Goal of the exercise:
Find each line in the rows that contains the word "dark" and copy it out.

The input:

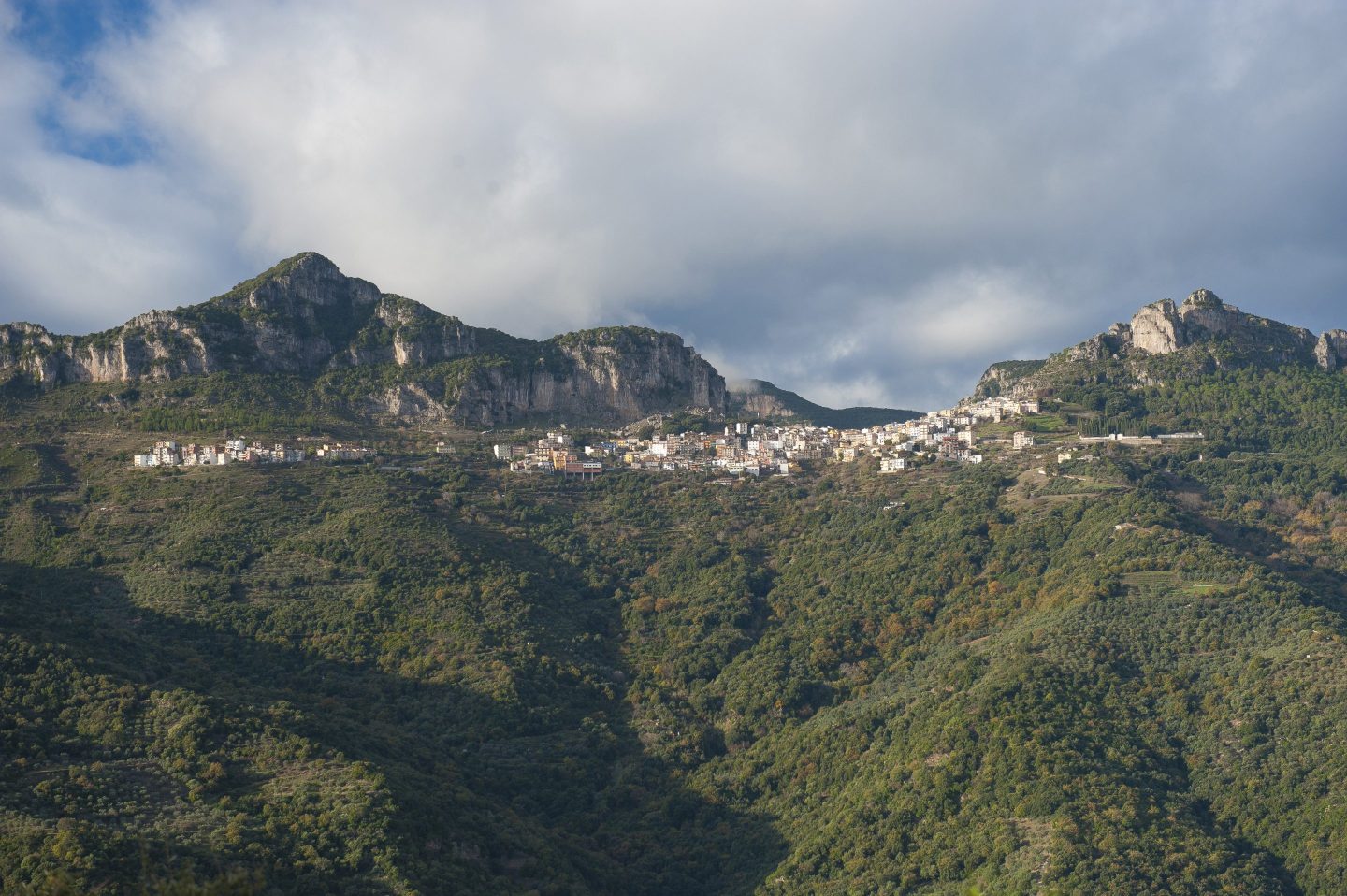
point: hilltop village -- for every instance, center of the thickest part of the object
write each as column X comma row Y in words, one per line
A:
column 170, row 453
column 962, row 434
column 755, row 449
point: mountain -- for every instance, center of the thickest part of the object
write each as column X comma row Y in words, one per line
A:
column 760, row 399
column 379, row 354
column 1164, row 341
column 1111, row 667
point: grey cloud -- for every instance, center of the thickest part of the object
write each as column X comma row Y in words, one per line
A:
column 862, row 201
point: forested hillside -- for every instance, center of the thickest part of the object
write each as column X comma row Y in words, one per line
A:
column 1121, row 672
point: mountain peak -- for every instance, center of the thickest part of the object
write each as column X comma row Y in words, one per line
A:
column 1203, row 299
column 305, row 279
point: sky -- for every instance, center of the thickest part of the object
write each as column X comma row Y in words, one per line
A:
column 862, row 201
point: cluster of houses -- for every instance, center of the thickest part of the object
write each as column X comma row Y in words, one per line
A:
column 744, row 449
column 170, row 453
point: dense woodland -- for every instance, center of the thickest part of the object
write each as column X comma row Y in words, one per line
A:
column 1121, row 674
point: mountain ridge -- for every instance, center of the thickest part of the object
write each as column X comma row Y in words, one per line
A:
column 305, row 317
column 1164, row 341
column 765, row 399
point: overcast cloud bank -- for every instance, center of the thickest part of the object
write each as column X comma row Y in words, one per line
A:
column 865, row 202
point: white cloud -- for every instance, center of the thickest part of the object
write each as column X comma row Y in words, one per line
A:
column 856, row 198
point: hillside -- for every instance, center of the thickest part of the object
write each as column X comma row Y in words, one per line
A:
column 1166, row 342
column 1095, row 669
column 759, row 399
column 370, row 354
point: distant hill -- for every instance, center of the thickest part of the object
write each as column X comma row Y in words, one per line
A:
column 379, row 354
column 1166, row 342
column 764, row 400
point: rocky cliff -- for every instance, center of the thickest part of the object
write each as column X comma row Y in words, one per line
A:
column 306, row 318
column 1203, row 332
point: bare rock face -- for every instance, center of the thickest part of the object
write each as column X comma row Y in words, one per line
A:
column 1331, row 349
column 613, row 373
column 1162, row 329
column 305, row 317
column 1157, row 329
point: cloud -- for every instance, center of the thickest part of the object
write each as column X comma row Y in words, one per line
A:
column 861, row 201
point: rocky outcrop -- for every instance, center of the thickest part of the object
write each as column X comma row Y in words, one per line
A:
column 615, row 373
column 1007, row 378
column 1331, row 349
column 1203, row 332
column 305, row 318
column 1163, row 329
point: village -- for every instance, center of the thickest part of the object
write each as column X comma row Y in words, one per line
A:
column 755, row 449
column 741, row 449
column 170, row 453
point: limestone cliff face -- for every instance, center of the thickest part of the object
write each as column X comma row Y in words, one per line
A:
column 1331, row 349
column 1163, row 329
column 1203, row 327
column 305, row 317
column 615, row 373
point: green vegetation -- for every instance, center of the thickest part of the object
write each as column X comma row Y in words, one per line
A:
column 1117, row 675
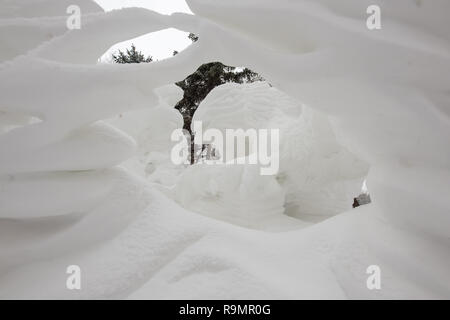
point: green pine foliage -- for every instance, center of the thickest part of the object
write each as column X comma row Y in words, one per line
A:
column 131, row 56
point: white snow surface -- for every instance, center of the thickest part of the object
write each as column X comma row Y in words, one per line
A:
column 86, row 176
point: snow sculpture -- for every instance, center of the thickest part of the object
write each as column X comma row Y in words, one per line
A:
column 62, row 200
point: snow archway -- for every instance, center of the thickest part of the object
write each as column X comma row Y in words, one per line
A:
column 386, row 93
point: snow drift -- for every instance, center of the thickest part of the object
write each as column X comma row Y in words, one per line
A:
column 348, row 99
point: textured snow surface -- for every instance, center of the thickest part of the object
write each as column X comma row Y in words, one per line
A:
column 86, row 177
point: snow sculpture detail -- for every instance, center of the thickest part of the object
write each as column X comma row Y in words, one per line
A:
column 62, row 201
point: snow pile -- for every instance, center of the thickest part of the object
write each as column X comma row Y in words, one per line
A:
column 368, row 97
column 319, row 176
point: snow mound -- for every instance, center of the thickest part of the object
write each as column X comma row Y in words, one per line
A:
column 367, row 97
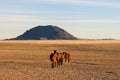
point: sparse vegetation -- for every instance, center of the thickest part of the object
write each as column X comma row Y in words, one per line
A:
column 90, row 60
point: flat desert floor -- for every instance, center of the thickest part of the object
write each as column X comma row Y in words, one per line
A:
column 90, row 60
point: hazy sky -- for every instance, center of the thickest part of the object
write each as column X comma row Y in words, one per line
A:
column 82, row 18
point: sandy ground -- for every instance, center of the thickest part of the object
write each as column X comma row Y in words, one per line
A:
column 90, row 60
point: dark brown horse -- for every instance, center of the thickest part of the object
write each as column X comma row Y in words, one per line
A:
column 56, row 59
column 67, row 56
column 53, row 58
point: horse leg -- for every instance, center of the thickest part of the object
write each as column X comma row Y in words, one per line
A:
column 68, row 60
column 52, row 65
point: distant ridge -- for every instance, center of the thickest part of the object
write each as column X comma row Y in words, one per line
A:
column 48, row 32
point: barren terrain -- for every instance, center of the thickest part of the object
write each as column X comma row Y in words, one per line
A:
column 90, row 60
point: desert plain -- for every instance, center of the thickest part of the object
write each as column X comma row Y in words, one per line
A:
column 90, row 60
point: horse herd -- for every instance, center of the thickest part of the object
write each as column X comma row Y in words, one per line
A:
column 57, row 58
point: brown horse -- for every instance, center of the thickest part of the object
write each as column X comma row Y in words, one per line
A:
column 59, row 59
column 67, row 56
column 56, row 59
column 53, row 58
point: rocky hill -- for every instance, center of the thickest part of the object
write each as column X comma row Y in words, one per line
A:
column 48, row 32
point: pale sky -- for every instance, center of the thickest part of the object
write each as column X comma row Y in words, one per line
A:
column 92, row 19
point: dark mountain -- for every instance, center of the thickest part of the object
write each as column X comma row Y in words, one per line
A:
column 45, row 32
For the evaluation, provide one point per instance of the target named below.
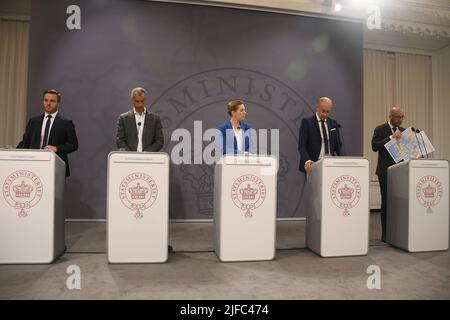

Complete answer:
point: dark brown horse -- for every instance, center of the thickest part of the object
point: dark mountain -- for every instance, center of the thickest part of the object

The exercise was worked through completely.